§ **Problem to solve**
Without altering a single character, set down all of the data below.

---------- Input records

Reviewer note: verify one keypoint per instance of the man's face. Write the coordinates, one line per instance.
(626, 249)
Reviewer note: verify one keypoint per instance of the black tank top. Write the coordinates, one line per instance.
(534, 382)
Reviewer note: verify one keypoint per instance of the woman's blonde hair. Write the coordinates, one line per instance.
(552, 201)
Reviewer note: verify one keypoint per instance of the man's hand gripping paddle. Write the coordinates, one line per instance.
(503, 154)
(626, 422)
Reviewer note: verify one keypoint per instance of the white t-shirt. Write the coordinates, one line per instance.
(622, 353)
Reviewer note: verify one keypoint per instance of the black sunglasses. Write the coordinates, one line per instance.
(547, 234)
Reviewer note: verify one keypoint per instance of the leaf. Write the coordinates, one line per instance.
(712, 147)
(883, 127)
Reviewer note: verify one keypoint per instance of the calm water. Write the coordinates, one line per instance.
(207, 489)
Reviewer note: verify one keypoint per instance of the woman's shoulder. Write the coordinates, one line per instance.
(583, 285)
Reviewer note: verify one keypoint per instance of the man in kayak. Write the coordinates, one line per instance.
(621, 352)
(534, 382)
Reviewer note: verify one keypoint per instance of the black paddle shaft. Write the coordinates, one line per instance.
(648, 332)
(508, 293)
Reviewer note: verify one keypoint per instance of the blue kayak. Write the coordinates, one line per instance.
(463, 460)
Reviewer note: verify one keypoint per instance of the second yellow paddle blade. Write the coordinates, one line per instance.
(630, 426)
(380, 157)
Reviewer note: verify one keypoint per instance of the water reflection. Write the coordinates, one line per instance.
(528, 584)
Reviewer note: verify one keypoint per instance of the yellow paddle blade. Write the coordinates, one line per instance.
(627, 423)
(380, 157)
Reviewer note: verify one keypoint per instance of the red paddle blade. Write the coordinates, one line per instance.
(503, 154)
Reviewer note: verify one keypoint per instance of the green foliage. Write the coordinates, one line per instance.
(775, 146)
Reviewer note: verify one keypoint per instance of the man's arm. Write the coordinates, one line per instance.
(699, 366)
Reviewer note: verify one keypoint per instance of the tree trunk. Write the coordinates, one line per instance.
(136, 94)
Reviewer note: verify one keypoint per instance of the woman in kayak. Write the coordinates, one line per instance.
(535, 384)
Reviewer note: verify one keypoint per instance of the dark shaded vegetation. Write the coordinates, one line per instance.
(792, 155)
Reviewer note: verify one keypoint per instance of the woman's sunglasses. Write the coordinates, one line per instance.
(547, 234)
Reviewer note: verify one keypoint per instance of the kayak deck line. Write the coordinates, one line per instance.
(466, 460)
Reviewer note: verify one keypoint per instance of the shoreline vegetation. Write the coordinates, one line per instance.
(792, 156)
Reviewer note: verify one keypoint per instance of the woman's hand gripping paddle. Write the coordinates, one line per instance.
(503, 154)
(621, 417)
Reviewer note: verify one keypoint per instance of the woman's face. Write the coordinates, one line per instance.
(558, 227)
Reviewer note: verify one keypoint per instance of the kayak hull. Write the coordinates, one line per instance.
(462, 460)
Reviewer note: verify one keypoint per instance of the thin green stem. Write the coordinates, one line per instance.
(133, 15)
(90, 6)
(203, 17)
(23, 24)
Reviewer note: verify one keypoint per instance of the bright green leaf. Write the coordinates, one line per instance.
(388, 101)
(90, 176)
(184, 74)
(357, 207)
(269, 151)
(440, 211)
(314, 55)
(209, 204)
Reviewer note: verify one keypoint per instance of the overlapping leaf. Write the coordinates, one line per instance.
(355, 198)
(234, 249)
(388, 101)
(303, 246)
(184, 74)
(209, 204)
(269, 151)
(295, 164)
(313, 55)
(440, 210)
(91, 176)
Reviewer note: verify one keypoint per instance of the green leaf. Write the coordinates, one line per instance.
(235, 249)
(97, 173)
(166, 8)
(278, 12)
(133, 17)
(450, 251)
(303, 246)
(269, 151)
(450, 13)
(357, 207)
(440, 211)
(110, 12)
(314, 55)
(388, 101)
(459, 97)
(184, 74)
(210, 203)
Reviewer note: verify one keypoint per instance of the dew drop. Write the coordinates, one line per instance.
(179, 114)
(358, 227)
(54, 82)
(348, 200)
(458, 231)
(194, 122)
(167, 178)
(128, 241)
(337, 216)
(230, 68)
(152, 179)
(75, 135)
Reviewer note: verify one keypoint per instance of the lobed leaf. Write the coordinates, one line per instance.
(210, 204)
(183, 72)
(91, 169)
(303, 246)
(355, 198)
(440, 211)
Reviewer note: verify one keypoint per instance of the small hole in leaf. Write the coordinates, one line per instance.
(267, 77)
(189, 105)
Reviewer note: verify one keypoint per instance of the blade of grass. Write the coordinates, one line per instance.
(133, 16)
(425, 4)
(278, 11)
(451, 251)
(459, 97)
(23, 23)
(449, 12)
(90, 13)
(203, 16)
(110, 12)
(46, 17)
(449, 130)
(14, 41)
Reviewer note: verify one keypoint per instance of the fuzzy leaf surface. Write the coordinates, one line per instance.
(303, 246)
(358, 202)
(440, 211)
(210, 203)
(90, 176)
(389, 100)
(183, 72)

--------------------

§ **Problem solution**
Reviewer note: verify one keypoint per instance of the man's face. Write the coordinates, one line per instance.
(626, 249)
Reviewer note: verify one keypoint per instance of the black tank top. Write the coordinates, one line per instance.
(534, 382)
Reviewer note: verify one keypoint per instance of the woman's blonde hair. Write the coordinates, one line per instance.
(552, 201)
Reviewer note: verify one keypoint per instance of the man's hand gripping paddle. Write the coordinates, one line per instance.
(503, 154)
(626, 422)
Reviewer note: verify one keypoint per instance of the white t-shirt. Write the coordinates, one line per instance.
(622, 353)
Reviewer note: verify one keypoint per instance of the black sunglasses. Write the coordinates, one line per instance.
(547, 234)
Reviewer note: verify one keypoint per instance of the leaf. Write the coordinates, one line per instance.
(712, 147)
(883, 127)
Reviewer note: verify one keypoint per instance of the calm water. Write the coordinates, one line per instance.
(207, 489)
Reviewer note: verify one keypoint per instance of the woman's shoulder. Write the coordinates, one line per instance.
(583, 285)
Reviewer note: verify one keypoint per instance of the man in kayak. Write the coordinates, one line per instance.
(621, 352)
(534, 382)
Reviewer note: verify one keypoint per instance of the black paddle shaft. Write the coordinates, one line per instance.
(648, 332)
(508, 293)
Reviewer note: verify one keypoint per instance of the blue kayak. Write the coordinates, one line per instance.
(463, 460)
Reviewer note: verify one keypoint per instance of the second yellow paddle blade. Write the coordinates, one line per instance.
(630, 426)
(380, 157)
Reviewer note: verify one keypoint per instance of the water reflection. Write the coordinates, one line per instance.
(528, 584)
Reviewer note: verify one keypoint per instance of the yellow paddle blade. Write the coordinates, one line per instance.
(627, 423)
(380, 157)
Reviewer note: verify one keypoint per instance of the red paddle blade. Write the coordinates, one line per instance.
(503, 154)
Reviewer note: verify one keypoint per instance of the green foliage. Write the coordinates, one line per instance.
(775, 146)
Reviewer note: verify one keypoint per instance of the man's arm. Write the coordinates, one line per instance.
(699, 366)
Reviewer note: verify one keypoint per instance of the tree trunk. Write the coordinates, one line per instance.
(136, 94)
Reviewer note: verify one keypoint per instance of the woman in kayak. Write the coordinates, one line per instance.
(535, 384)
Reviewer note: verify one keypoint per instance of the dark shaded vegetation. Write the coordinates, one line per instance.
(792, 155)
Reviewer note: verify one keypoint per instance of the woman's sunglasses. Write the coordinates, one line per instance.
(547, 234)
Reviewer note: verify one keypoint per instance of the kayak deck line. Write the coordinates, one line per instance.
(466, 460)
Reviewer note: verify one keypoint per instance of the shoreline vegetation. Write the coordinates, one line per instance.
(792, 156)
Reviewer note: verify one keypoint per instance of the woman's hand gripping paddle. Write the coordinates, one line per instance.
(503, 154)
(621, 417)
Reviewer note: verify one keypoint per instance of the woman's face. Write the coordinates, one line per instance.
(558, 227)
Reviewer note: verify one keypoint per instance of the kayak hull. Write the coordinates, one line per instance.
(462, 460)
Reviewer note: verify one keypoint per instance of the thin green stem. Write the coordinates, one line per instance.
(133, 15)
(90, 6)
(203, 17)
(23, 24)
Reviewer note: verify one keypoint per instance of the bright green leaf. Write the coordinates, one line per instance.
(388, 101)
(90, 176)
(184, 74)
(357, 207)
(269, 151)
(440, 211)
(314, 55)
(209, 204)
Reviewer note: verify one keypoint per instance of the overlapping leaf. Write the coordinates, one line per instance.
(355, 198)
(234, 249)
(388, 101)
(303, 246)
(184, 74)
(209, 204)
(269, 151)
(295, 164)
(313, 55)
(440, 210)
(91, 176)
Reviewer note: verify one keypoint per instance of the green leaf. Write the coordinates, one line per instance.
(235, 249)
(97, 173)
(166, 8)
(278, 12)
(133, 17)
(450, 251)
(303, 246)
(269, 151)
(450, 13)
(357, 207)
(440, 211)
(110, 12)
(314, 55)
(388, 101)
(459, 97)
(184, 74)
(210, 203)
Reviewer note: verify one keypoint per instance of the dew drop. Write the coordinates, one line per instance.
(179, 114)
(358, 227)
(54, 82)
(348, 200)
(458, 231)
(194, 122)
(167, 178)
(128, 241)
(337, 216)
(230, 68)
(152, 179)
(75, 135)
Reviewer note: verify one keypoint per instance of the lobed leaf. Write the coordinates, one line per instance.
(210, 204)
(183, 72)
(91, 169)
(303, 246)
(355, 198)
(440, 211)
Reviewer note: verify one keypoint per instance of the small hole in leaf. Write the coordinates, one line per instance.
(267, 77)
(189, 105)
Reviewer note: verify one keypoint per instance of the blade of grass. Write the coordinates, one line per instance.
(133, 16)
(425, 4)
(278, 11)
(451, 251)
(459, 97)
(23, 23)
(449, 12)
(90, 13)
(203, 16)
(110, 12)
(46, 17)
(449, 130)
(14, 41)
Reviewer note: verify one keypoint per instance of the fuzzy leaf surface. Write the coordinates, one line per instance.
(303, 246)
(358, 202)
(440, 211)
(210, 203)
(90, 176)
(389, 100)
(183, 72)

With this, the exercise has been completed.